> _TEXT EXTRACT_:
****************************************

The Man Who Shot Liberty Valance – 1962 (2.7). John Ford directs John Wayne and Jimmy
Stewart in this story of a US senator returning to the frontier town where he
made his reputation by shooting a notorious outlaw. Iconic characters and
familiar situations culminate in a not too surprising twist ending. A bit long,
but one of the last hurrahs for the two Johns.
Behind the Candelabra
– 2013 (2.4). Liberace was an over the top performer, flaming on stage at a
time when gays were still in the closet. Based on a book by one of his lovers,
who claims to have been the love of Lee’s life even though he was discarded and
paid off after just a few years, this movie was intended to be a story of their
love. If true, the film did not capture any kind of love, gay or not, that had
any audience appeal. Instead, the sight of Michael Douglas and Matt Damon all
gussied up played like a comedy and it was next to impossible to see the actors
as the characters they were portraying, which was not much of a loss since the
characters were so unappealing.

****************************************

> _REQUIRED TASKS_:
#1 According to the movie reviews, who directed The Man Who Shot Liberty Valance?
#2 Please reproduce the movie reviews from "Behind the Candelabra" up to and including "were so unappealing.".

> _ROWS_:
****************************************

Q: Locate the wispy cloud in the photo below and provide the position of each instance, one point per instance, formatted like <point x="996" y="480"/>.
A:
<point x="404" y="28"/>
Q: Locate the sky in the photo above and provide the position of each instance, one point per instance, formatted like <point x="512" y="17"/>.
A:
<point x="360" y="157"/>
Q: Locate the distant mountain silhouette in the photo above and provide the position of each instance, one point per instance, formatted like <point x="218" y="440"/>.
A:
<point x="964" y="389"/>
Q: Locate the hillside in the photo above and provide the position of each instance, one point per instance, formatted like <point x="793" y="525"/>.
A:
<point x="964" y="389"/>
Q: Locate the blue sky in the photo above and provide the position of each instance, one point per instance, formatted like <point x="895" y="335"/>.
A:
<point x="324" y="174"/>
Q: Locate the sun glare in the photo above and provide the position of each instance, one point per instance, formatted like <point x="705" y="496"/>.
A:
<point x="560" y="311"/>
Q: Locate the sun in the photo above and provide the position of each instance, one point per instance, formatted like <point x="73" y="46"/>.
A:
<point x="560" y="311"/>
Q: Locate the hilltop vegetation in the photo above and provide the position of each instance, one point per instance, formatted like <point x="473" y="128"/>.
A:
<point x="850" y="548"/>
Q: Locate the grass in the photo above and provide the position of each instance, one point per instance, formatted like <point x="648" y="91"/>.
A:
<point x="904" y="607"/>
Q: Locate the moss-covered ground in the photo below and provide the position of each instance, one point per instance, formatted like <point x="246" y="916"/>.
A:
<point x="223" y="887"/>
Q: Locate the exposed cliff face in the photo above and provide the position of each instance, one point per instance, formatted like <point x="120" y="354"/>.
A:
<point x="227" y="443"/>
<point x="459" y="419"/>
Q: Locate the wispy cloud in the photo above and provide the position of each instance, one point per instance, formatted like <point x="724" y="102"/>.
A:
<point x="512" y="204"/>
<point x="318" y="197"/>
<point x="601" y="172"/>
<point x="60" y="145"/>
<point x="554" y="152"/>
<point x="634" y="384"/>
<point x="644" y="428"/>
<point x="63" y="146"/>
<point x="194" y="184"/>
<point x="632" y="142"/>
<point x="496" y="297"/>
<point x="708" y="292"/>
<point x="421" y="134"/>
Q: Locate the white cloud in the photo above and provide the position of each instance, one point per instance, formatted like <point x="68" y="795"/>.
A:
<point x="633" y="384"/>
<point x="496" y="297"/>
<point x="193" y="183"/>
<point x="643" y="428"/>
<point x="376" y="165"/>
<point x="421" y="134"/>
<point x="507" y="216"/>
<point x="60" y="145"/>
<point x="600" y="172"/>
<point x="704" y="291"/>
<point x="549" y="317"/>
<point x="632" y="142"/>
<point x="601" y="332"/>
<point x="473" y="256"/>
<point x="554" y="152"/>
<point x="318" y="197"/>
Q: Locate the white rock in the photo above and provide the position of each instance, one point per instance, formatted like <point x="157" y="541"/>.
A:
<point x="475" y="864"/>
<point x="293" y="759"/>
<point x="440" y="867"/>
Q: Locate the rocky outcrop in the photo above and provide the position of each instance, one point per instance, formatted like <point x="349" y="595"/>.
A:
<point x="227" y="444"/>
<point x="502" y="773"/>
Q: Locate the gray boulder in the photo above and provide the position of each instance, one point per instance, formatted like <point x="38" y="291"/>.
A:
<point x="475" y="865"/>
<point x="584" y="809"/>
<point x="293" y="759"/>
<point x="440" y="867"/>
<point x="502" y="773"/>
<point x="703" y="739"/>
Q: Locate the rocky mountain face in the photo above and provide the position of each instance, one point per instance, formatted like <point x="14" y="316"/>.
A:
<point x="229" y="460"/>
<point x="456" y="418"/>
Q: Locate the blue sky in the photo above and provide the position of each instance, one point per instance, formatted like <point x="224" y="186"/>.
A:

****************************************

> _TASK-BY-TASK SOLUTIONS_:
#1 John Ford

#2
Behind the Candelabra
– 2013 (2.4). Liberace was an over the top performer, flaming on stage at a
time when gays were still in the closet. Based on a book by one of his lovers,
who claims to have been the love of Lee’s life even though he was discarded and
paid off after just a few years, this movie was intended to be a story of their
love. If true, the film did not capture any kind of love, gay or not, that had
any audience appeal. Instead, the sight of Michael Douglas and Matt Damon all
gussied up played like a comedy and it was next to impossible to see the actors
as the characters they were portraying, which was not much of a loss since the
characters were so unappealing.